• [What is required]
Repeat the entries verbatim.
─── Material for this task
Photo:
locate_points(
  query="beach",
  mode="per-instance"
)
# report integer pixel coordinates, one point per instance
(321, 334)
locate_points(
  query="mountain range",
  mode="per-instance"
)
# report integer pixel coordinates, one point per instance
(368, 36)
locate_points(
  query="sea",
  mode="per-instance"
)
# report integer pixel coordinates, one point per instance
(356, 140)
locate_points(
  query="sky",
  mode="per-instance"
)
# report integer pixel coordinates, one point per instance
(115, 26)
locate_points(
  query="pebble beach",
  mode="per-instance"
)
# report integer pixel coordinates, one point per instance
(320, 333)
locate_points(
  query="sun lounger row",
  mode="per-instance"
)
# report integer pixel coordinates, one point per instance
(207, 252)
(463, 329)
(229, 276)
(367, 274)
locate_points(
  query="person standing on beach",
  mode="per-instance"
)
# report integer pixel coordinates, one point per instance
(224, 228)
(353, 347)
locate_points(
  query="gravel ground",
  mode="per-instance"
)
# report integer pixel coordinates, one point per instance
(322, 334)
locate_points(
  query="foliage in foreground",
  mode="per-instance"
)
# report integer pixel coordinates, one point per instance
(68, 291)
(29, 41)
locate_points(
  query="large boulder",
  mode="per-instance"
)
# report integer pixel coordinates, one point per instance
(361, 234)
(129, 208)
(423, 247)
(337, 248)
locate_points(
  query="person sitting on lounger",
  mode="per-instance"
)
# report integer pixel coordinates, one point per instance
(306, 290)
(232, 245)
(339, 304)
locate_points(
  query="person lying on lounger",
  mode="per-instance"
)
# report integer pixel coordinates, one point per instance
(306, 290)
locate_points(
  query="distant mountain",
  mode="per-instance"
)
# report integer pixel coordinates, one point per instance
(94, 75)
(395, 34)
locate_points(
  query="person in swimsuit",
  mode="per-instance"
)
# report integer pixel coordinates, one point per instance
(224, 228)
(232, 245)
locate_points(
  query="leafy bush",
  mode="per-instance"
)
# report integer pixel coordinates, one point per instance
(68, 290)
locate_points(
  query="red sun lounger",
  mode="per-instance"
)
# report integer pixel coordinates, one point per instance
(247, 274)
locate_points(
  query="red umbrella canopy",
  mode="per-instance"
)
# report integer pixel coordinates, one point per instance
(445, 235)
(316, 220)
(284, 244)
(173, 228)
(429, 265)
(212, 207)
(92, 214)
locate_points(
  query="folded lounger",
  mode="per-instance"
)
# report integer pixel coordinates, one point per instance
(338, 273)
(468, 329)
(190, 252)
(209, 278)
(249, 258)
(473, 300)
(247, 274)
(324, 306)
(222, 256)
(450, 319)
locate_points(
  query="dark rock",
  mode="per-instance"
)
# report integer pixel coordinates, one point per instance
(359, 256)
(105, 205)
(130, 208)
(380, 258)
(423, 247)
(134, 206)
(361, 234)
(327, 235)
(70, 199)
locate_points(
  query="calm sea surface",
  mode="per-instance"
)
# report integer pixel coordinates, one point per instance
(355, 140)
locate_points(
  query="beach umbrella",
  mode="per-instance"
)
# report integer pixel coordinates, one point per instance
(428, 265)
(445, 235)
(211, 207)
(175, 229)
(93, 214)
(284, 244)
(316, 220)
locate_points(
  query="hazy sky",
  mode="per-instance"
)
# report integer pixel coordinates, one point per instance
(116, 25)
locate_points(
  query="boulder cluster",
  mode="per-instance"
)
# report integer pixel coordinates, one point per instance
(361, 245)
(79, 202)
──────
• [Task solution]
Photo:
locate_points(
  query="beach",
  mode="per-instance"
)
# report integer pixel coordinates, one point per instance
(321, 334)
locate_points(
  query="mountain range",
  mode="per-instance"
)
# report integer pixel coordinates, one point per instance
(368, 36)
locate_points(
  query="sea",
  mode="per-instance"
)
# report integer pixel coordinates, one point per instance
(356, 140)
locate_points(
  query="sky",
  mode="per-instance"
)
# report integer pixel coordinates, one point per instance
(115, 26)
locate_points(
  query="pebble beach",
  mode="per-instance"
)
# report integer pixel coordinates, one point per instance
(320, 333)
locate_points(
  query="sun lounger row",
  mode="per-instance"
)
# report integer pixel coordinates, one point per instance
(207, 252)
(463, 329)
(229, 276)
(367, 274)
locate_points(
  query="person standing on beach",
  mode="per-instance"
)
# report integer pixel coordinates, one point per instance
(224, 228)
(353, 347)
locate_points(
  query="gravel ground",
  mode="per-instance"
)
# report integer pixel coordinates, one point per instance
(322, 334)
locate_points(
  query="foliage in foreground",
  mode="per-instance"
)
# report integer pixel coordinates, one point per instance
(68, 291)
(29, 41)
locate_points(
  query="large boulder",
  mode="per-instance"
)
# report integer pixel coordinates, one point per instance
(361, 234)
(129, 208)
(423, 247)
(337, 248)
locate_points(
  query="person sitting on lounger",
  mode="per-instance"
)
# report integer pixel coordinates, one point per instance
(306, 290)
(232, 245)
(339, 304)
locate_points(
  query="person lying on lounger",
  mode="per-instance"
)
# report integer pixel coordinates, one point per instance
(306, 290)
locate_points(
  query="distant mountain",
  mode="per-instance"
)
# report integer pixel coordinates, one point per instance
(94, 75)
(395, 34)
locate_points(
  query="person in swimsuit",
  mode="per-instance"
)
# report integer pixel coordinates, one point per instance
(224, 228)
(232, 245)
locate_points(
  query="leafy bush",
  mode="per-instance"
)
# report integer pixel coordinates, one point per instance
(68, 290)
locate_points(
  query="red sun lounger",
  mode="per-instance"
)
# report integer pixel coordinates, one point per instance
(247, 274)
locate_points(
  query="red umbrella canopy",
  mode="per-instance"
)
# report integer pixel coordinates, one point per instance
(445, 235)
(316, 220)
(284, 244)
(173, 228)
(429, 265)
(212, 207)
(92, 214)
locate_points(
  query="folded lounger",
  mode="per-instance"
)
# report integer pixel coordinates, one point per instance
(338, 273)
(468, 329)
(190, 252)
(209, 278)
(249, 258)
(473, 300)
(247, 274)
(324, 306)
(222, 256)
(450, 319)
locate_points(
  query="dark rock",
  mode="per-instance"
)
# report integer pixel coordinates, one point per instance
(359, 256)
(105, 205)
(130, 208)
(380, 258)
(423, 247)
(134, 206)
(361, 234)
(327, 235)
(70, 199)
locate_points(
  query="calm sea surface",
  mode="per-instance"
)
# report integer pixel coordinates, one point per instance
(355, 140)
locate_points(
  query="beach umbrella",
  mode="per-instance"
)
# report integer pixel coordinates, one point per instance
(428, 265)
(445, 235)
(211, 207)
(175, 229)
(93, 214)
(284, 244)
(316, 220)
locate_points(
  query="hazy sky",
  mode="per-instance"
)
# report integer pixel coordinates, one point per instance
(116, 25)
locate_points(
  query="boulder cluster",
  mode="per-instance"
)
# report integer pixel coordinates, one point per instance
(361, 245)
(79, 202)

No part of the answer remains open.